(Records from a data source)
□ □ □

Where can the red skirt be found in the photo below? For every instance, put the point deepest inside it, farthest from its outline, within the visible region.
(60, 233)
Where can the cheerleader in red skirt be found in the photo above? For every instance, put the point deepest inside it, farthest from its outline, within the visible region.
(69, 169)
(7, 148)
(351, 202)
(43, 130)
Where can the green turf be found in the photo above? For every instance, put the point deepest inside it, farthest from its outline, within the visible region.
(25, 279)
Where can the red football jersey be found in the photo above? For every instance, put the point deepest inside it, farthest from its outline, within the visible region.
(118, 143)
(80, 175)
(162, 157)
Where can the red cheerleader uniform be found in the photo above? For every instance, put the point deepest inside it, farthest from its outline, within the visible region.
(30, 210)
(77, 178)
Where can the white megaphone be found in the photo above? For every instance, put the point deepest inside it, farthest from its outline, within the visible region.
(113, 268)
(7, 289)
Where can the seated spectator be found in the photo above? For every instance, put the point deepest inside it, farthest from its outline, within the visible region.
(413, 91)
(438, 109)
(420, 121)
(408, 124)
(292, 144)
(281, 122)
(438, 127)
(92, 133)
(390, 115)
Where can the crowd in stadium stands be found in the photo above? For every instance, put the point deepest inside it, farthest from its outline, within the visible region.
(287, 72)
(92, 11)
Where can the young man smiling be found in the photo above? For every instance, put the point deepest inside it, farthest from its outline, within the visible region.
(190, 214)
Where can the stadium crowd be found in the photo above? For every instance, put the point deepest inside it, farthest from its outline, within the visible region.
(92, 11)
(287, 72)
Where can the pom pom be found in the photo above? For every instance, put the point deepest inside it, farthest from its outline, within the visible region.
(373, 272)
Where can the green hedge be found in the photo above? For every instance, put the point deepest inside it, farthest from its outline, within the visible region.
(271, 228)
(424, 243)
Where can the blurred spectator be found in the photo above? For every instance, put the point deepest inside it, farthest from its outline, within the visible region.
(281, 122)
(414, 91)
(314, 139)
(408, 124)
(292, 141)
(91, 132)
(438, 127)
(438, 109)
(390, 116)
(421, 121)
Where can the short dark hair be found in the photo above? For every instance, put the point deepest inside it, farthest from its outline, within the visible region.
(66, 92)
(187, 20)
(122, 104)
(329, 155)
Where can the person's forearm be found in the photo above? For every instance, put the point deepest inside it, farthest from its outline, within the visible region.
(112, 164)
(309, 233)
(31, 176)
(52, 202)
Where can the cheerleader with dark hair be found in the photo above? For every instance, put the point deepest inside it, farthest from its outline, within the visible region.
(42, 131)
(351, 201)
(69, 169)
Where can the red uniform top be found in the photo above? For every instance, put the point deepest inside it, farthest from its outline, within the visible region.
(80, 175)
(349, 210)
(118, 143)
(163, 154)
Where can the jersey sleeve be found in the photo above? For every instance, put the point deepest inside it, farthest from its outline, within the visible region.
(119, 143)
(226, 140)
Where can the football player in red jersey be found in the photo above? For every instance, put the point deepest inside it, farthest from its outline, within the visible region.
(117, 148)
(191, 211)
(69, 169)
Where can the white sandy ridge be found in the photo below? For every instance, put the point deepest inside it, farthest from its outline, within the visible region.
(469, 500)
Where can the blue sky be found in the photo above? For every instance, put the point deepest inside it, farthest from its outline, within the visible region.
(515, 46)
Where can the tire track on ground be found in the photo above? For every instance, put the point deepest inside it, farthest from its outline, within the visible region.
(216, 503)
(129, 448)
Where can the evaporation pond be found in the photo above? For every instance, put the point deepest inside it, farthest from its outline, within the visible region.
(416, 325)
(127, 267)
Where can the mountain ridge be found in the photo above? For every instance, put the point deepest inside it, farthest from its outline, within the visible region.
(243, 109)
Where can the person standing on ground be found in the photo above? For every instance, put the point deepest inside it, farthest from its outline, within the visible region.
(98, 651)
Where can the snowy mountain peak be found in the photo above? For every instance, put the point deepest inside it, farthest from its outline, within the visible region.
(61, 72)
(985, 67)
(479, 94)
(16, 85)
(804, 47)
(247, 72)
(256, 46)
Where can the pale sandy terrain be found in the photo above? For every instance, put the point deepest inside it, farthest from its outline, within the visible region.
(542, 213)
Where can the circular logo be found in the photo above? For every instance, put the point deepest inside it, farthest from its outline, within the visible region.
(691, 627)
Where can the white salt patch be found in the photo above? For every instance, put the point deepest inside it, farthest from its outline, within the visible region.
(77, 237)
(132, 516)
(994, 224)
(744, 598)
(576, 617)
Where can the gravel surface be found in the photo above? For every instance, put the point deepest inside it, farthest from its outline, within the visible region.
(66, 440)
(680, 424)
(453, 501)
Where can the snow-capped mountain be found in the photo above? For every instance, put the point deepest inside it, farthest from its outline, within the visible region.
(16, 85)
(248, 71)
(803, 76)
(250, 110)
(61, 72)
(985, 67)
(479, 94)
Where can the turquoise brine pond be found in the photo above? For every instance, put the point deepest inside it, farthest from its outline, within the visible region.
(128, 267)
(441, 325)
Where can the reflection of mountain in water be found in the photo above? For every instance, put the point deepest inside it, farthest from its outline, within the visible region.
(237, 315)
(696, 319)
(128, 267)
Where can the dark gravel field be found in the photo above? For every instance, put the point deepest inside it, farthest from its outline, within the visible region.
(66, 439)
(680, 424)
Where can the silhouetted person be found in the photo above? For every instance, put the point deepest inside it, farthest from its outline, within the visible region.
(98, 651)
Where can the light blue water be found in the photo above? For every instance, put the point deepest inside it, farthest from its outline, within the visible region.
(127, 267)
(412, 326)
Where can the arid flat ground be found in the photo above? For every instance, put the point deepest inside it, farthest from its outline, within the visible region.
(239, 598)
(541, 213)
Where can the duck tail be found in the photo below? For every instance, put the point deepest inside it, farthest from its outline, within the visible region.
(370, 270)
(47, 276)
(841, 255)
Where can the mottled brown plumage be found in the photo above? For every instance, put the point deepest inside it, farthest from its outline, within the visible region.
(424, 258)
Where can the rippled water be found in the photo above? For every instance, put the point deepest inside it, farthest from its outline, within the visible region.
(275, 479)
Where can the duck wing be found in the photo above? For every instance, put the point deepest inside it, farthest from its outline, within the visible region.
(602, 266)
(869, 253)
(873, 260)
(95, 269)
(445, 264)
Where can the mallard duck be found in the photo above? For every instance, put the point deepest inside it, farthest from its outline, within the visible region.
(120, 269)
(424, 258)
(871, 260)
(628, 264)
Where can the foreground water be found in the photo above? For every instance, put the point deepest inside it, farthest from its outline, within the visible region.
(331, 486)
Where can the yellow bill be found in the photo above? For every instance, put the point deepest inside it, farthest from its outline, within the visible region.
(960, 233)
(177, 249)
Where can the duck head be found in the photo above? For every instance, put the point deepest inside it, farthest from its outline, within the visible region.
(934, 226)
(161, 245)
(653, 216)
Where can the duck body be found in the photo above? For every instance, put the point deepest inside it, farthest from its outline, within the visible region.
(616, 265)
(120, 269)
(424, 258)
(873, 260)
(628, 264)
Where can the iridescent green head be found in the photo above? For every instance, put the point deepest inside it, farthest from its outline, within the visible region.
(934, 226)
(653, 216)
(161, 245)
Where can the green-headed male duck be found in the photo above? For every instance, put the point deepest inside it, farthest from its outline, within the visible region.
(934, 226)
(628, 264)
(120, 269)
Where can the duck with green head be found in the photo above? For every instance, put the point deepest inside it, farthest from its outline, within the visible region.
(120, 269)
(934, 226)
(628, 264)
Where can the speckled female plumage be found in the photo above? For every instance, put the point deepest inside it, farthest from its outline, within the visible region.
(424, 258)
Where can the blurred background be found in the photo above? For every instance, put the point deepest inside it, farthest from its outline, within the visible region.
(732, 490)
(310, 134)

□ □ □

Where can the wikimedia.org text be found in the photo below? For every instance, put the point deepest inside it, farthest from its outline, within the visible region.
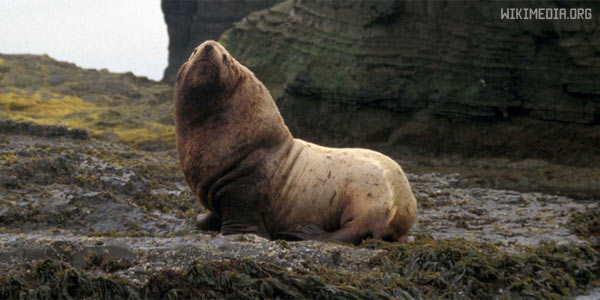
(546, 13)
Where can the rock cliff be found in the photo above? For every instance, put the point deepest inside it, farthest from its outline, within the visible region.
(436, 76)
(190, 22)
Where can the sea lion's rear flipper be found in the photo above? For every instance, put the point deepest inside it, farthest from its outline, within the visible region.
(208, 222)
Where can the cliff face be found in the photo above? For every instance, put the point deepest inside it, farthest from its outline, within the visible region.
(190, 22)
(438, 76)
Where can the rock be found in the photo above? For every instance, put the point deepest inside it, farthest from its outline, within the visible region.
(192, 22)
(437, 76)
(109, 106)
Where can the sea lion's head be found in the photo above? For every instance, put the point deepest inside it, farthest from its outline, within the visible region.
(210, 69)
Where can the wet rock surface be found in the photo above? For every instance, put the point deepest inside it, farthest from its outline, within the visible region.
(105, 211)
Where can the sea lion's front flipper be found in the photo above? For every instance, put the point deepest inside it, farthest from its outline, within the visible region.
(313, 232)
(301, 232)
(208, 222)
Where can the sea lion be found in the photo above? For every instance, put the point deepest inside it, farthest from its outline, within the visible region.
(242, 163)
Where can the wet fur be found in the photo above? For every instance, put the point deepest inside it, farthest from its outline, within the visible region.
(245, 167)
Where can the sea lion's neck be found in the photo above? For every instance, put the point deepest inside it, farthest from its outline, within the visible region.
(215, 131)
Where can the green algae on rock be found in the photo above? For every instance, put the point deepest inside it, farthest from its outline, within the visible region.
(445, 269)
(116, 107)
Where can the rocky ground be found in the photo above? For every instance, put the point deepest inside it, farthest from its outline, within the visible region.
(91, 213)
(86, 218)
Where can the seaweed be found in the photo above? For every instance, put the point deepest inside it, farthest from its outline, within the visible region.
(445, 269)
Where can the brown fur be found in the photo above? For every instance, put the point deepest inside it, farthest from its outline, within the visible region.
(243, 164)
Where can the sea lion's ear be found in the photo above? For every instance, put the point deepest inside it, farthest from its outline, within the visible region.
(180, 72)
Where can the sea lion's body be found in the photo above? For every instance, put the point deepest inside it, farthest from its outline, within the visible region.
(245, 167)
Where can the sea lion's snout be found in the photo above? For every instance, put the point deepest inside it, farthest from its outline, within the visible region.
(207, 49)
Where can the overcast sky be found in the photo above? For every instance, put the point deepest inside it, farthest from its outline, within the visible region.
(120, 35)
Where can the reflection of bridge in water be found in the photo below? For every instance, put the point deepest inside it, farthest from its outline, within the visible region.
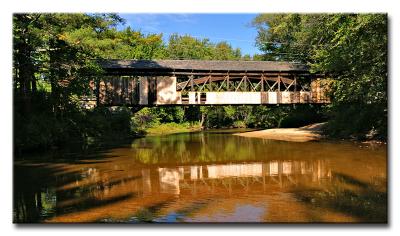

□ □ □

The answer is the lines above between the line holding "Where can the sea lion's body" and the line holding "Where can the reflection of bridge", inclusive, each written out exactly, and no others.

Where can the sea lion's body be found in the photo above? For every instance, put the point deepest inside it, farthest from its outline, within the visible region.
(245, 167)
Where can the sea lion's snout be found in the photo above? For every instance, put the point deepest inside it, farthest from its outline, within the visible region.
(207, 49)
Where can the overcast sky be found in the photo above? For every instance, put the point deepest inside it, farthest from its outline, within the visible region.
(120, 35)
Where can the reflection of bridge in water be found in the photo below? For every instance, put the point deepest inside it, farthest from its outline, within the visible region.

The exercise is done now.